**Supplied passage:**

'''

2013/11/11  random...@fastmail.us:
 A built-in function 'isimmutable()' shall tell efficiently whether the
 object
 of concern is mutable or not.

 What's the benefit over attempting to hash() the object?

 copy.deepcopy already has special case for int, string, and tuples
 (including tuples that do and do not have mutable members) - could what
 you need be accomplished by overriding __copy__ and __deepcopy__ in your
 custom class to return itself if it is immutable?
-- 
https://mail.python.org/mailman/listinfo/python-list


Re: 'isimmutable' and 'ImmutableNester'

2013-11-12 Thread Chris Angelico
On Tue, Nov 12, 2013 at 8:39 PM, Frank-Rene Schäfer fsch...@gmail.com wrote:
 All you've done is proven that you can subvert things. By fiddling
 with __hash__, __eq__, and so on, you can make sets and dicts behave
 very oddly. Means nothing.

'''

**Information given:**
'''

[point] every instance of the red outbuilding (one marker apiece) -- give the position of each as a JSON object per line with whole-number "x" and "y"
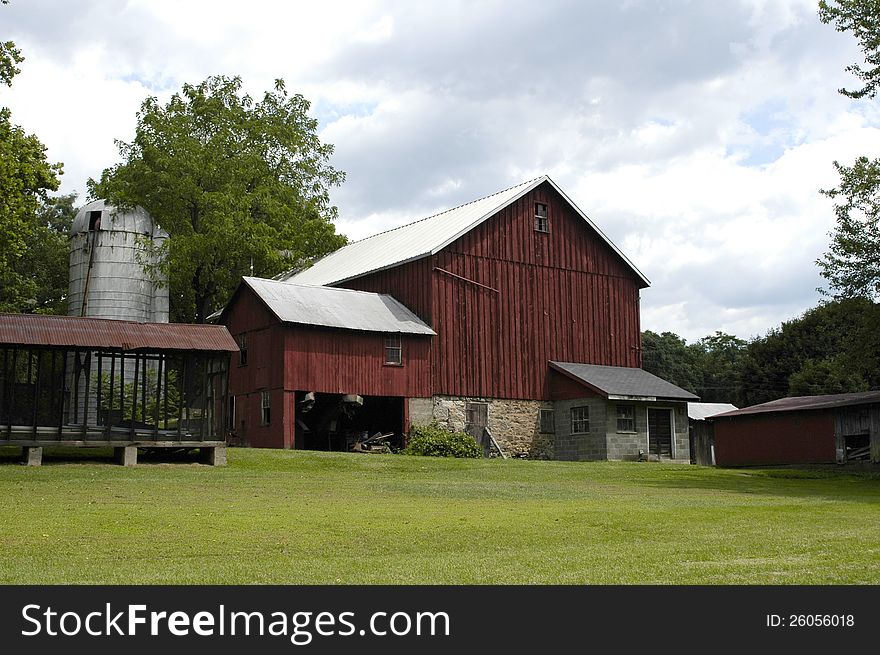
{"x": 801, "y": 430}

'''
'''

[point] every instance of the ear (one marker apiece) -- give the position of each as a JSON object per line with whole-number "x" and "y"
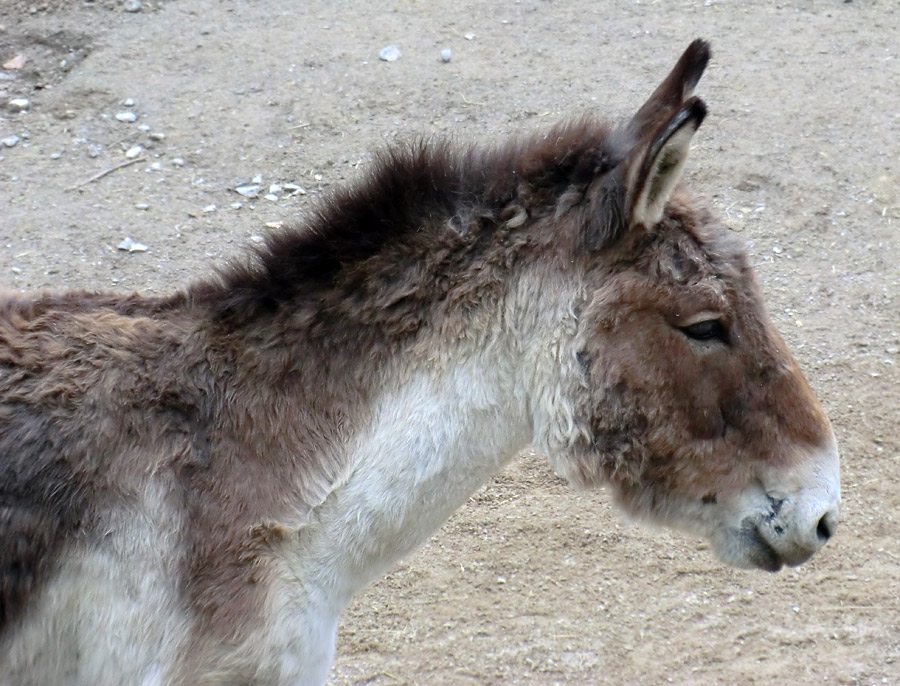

'''

**Your goal:**
Reproduce the mailing-list passage about `isimmutable()` between "Re: 'isimmutable' and" and "oddly. Means nothing.", inclusive.

**Solution to this task:**
Re: 'isimmutable' and 'ImmutableNester'

2013-11-12 Thread Chris Angelico
On Tue, Nov 12, 2013 at 8:39 PM, Frank-Rene Schäfer fsch...@gmail.com wrote:
 All you've done is proven that you can subvert things. By fiddling
 with __hash__, __eq__, and so on, you can make sets and dicts behave
 very oddly. Means nothing.